◆ REQUIRED ACTION 1:
Answer these questions using the article on postpartum depression.
(a) In which edition of Child Development was the new paper published?
(b) What share of postpartum mothers in the initial paper were found to be suffering from postpartum depression?
(c) What percentage of the babies were "securely attached" at 18 months?
◆ REQUIRED ACTION 2: Transcribe the passage of the article on postpartum depression between "Published in the" and "tribe in Mali).", inclusive.

### QUOTED PASSAGE

Postpartum depression has lingering impact

21 November 2005

More study needed: Dr Mark Tomlinson, T Vlotman Fellow in Infant and Child Development.

The perception that the early relationship between a mother and her infant, poor socio-economic conditions, and postpartum depression among new mothers, affects the psychological and developmental health of their infants, has been borne out in a new paper co-authored by Dr Mark Tomlinson of UCT's Child Guidance Clinic and Professors Lynne Murray and Peter Cooper of the University of Reading in the United Kingdom.

Published in the September/October edition of Child Development (Vol 76, pp 1044-1054), the study is a follow up to an earlier paper that found a relationship between postpartum depression and disturbances in aspects of the mother-infant relationship. In the initial paper, almost 35% of postpartum mothers from two areas of Khayelitsha were found to be suffering from postpartum depression. Of concern is that this rate is three times higher than in Britain, a standard of the developed world.

Mothers and babies were screened when the infants were two months and 18 months old. This study assessing mother-infant attachment is a first for South Africa and only the second in Africa using the Ainsworth "strange situation" methodology (the other African study was conducted among the Dogon tribe in Mali).

Results show that at 18 months 61.9% of the babies were "securely attached". This figure is interesting in that it is in line with many cross-cultural studies of infant attachment and is similar to that which might be found in more affluent studies, an encouraging sign for parenting in adverse circumstances.

######
### SUPPLIED MATERIAL

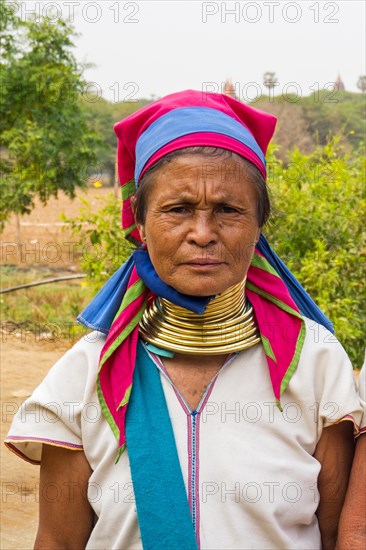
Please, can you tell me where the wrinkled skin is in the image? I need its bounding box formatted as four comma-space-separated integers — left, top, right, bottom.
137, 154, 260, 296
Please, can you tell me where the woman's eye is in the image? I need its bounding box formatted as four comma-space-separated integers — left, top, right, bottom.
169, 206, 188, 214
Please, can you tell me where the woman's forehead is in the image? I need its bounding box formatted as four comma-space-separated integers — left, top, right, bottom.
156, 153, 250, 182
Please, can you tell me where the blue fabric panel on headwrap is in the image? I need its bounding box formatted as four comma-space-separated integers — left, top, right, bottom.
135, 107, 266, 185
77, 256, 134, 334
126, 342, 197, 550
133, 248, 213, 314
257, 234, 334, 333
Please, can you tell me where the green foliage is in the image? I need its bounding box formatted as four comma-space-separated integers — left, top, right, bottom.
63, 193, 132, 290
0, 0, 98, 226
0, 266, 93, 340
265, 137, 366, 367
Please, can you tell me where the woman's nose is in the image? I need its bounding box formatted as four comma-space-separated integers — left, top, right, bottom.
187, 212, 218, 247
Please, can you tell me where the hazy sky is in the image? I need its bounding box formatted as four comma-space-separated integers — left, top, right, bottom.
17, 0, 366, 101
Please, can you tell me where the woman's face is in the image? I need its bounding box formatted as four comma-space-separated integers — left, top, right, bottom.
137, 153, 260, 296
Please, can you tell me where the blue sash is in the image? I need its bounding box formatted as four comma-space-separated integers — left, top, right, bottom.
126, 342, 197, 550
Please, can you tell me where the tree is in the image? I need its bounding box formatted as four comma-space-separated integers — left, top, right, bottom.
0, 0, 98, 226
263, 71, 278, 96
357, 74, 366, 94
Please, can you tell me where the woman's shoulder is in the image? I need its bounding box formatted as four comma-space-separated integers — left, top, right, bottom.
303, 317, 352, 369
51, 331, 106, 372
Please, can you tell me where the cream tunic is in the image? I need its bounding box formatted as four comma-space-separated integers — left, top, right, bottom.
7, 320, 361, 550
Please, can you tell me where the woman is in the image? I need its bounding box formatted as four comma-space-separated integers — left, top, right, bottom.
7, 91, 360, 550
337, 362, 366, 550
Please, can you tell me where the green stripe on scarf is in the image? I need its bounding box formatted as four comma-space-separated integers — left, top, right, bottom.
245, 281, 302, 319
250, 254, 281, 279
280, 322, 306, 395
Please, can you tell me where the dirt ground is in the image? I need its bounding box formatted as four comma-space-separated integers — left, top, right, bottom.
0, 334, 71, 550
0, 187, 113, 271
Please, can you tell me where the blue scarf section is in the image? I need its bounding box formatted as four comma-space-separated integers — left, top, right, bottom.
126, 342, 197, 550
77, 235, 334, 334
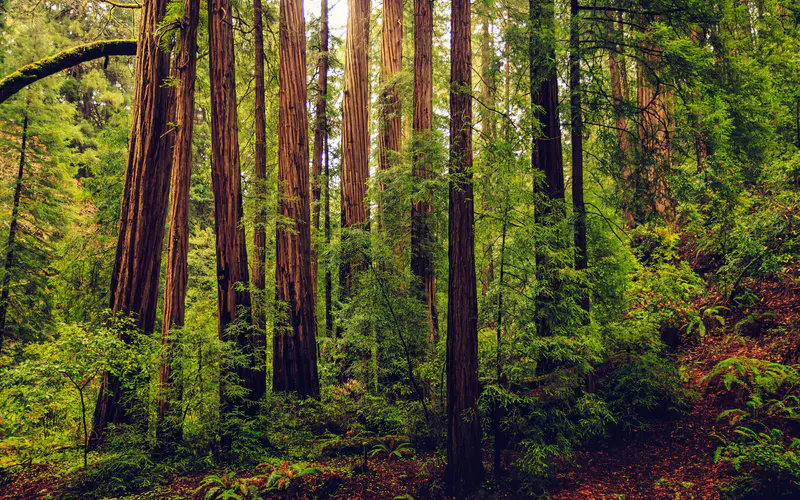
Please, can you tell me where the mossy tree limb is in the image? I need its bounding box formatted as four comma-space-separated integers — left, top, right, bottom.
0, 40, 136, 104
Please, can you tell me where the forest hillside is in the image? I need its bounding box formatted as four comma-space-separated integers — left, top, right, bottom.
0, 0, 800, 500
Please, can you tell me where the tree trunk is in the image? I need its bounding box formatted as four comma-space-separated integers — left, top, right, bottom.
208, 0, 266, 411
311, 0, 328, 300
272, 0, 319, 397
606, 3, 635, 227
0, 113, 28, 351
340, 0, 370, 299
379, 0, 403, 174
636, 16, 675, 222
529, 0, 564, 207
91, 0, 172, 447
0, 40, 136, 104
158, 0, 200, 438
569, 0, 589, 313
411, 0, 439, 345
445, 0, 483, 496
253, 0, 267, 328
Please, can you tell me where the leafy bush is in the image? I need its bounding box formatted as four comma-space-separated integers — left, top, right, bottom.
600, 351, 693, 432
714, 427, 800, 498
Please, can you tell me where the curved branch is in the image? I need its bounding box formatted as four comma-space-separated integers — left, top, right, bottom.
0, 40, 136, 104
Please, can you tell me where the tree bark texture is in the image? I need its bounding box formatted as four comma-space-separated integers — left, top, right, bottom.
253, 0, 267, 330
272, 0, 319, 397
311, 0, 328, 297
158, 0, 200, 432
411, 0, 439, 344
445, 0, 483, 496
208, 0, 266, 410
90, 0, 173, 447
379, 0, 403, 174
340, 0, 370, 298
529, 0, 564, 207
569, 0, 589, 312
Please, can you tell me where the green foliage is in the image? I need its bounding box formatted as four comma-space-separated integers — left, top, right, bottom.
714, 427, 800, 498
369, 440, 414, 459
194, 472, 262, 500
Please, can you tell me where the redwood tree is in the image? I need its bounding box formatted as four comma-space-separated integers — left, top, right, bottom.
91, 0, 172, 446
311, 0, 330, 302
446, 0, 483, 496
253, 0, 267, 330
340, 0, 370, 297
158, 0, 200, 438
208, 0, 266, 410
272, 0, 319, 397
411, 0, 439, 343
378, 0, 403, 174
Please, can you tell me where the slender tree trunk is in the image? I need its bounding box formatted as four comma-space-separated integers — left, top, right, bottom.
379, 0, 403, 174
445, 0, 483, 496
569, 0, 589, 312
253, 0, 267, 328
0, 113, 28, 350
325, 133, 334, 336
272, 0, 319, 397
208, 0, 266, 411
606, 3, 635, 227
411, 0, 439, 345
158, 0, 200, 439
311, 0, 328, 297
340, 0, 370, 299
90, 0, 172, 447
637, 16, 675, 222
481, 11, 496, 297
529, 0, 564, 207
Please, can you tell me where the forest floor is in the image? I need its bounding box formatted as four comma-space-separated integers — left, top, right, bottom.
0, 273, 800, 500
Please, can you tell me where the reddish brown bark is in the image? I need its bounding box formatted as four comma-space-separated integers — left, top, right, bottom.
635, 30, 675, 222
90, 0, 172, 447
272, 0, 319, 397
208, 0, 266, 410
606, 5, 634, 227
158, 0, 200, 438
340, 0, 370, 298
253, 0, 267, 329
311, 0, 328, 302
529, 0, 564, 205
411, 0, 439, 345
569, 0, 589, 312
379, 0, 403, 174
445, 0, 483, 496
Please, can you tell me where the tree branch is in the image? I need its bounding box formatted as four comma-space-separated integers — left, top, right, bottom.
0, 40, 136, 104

######

◆ RESPONSE AREA 1:
(a) The September/October edition.
(b) Almost 35%.
(c) 61.9%.

◆ RESPONSE AREA 2:
Published in the September/October edition of Child Development (Vol 76, pp 1044-1054), the study is a follow up to an earlier paper that found a relationship between postpartum depression and disturbances in aspects of the mother-infant relationship. In the initial paper, almost 35% of postpartum mothers from two areas of Khayelitsha were found to be suffering from postpartum depression. Of concern is that this rate is three times higher than in Britain, a standard of the developed world.

Mothers and babies were screened when the infants were two months and 18 months old. This study assessing mother-infant attachment is a first for South Africa and only the second in Africa using the Ainsworth "strange situation" methodology (the other African study was conducted among the Dogon tribe in Mali).